Collect every line of the data below that contains the string "background" and copy each such line in full. Matching is case-sensitive.

[Source material]:
+ + + + +
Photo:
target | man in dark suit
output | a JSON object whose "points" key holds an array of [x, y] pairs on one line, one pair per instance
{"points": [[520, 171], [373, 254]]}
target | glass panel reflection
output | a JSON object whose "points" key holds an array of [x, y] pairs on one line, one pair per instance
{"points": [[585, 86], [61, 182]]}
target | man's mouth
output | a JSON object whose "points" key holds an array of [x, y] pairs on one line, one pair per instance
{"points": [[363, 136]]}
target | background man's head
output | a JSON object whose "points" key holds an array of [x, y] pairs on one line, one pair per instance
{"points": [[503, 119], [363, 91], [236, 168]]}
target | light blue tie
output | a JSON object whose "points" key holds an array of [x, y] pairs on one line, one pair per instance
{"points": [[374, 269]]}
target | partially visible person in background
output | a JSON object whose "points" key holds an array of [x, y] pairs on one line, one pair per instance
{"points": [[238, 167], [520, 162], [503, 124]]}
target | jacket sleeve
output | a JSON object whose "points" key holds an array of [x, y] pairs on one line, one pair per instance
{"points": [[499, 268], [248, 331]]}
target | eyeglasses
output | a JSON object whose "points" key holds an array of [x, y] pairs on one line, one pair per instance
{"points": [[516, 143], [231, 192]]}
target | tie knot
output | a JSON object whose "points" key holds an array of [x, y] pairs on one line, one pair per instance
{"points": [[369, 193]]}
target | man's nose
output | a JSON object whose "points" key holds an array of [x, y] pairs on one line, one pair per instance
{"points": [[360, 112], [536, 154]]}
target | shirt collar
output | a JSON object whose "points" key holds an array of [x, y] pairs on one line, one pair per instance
+ + + + +
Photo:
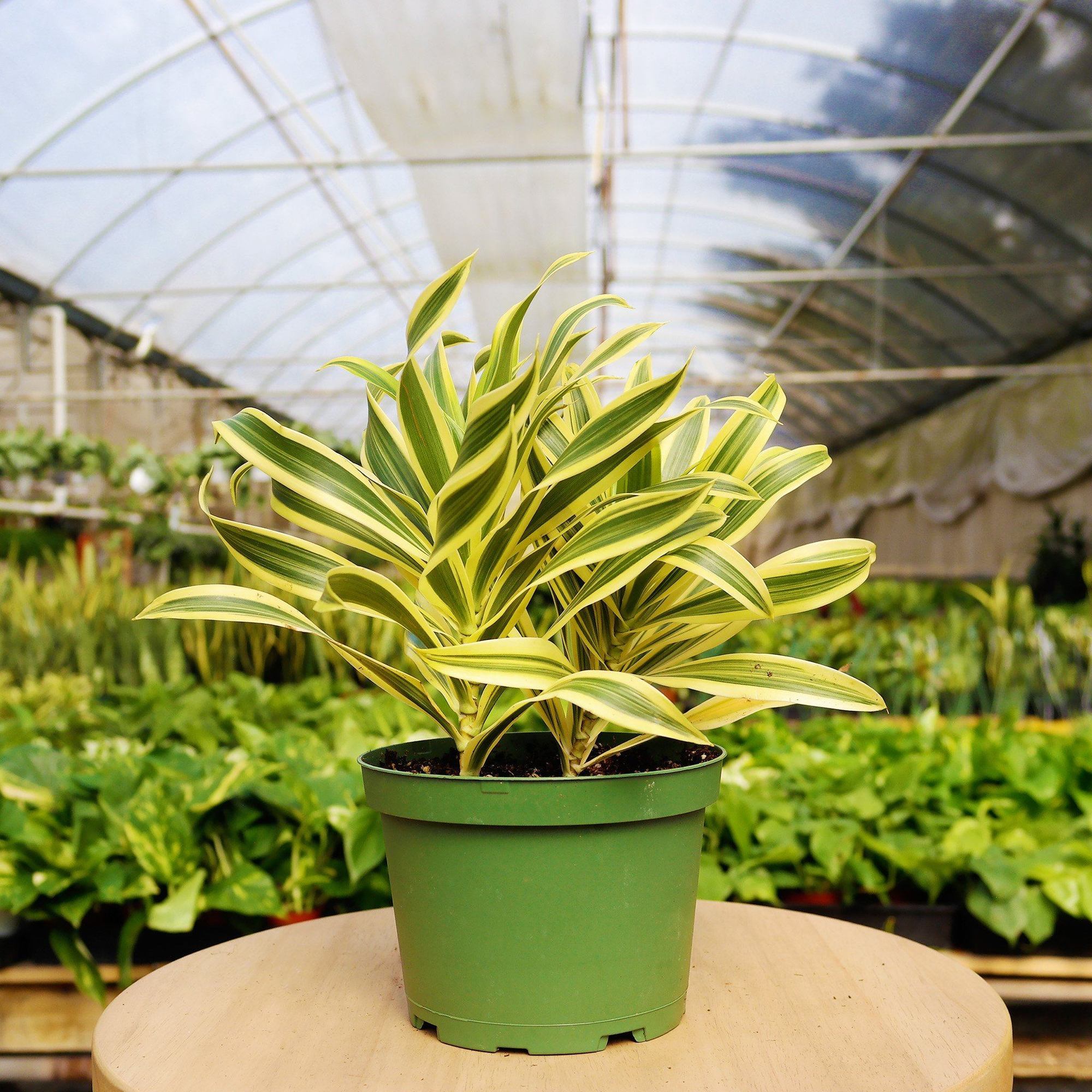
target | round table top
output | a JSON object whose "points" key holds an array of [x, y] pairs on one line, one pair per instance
+ + + + +
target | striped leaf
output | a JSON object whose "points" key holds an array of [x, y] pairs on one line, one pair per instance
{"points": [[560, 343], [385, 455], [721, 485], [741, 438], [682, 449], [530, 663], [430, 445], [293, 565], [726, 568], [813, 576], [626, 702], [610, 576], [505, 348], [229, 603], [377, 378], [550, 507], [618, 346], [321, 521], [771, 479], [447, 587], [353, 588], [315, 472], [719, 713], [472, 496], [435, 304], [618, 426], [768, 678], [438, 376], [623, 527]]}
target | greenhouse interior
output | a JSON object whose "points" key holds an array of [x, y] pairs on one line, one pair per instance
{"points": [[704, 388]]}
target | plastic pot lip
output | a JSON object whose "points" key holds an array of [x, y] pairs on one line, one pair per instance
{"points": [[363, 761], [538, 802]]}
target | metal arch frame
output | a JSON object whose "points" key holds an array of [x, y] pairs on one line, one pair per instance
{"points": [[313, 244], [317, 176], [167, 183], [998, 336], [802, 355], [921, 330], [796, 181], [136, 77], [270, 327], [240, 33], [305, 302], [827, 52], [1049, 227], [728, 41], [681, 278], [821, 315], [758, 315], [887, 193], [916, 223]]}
+ + + + +
[Response]:
target | background man's head
target | partially visible person in background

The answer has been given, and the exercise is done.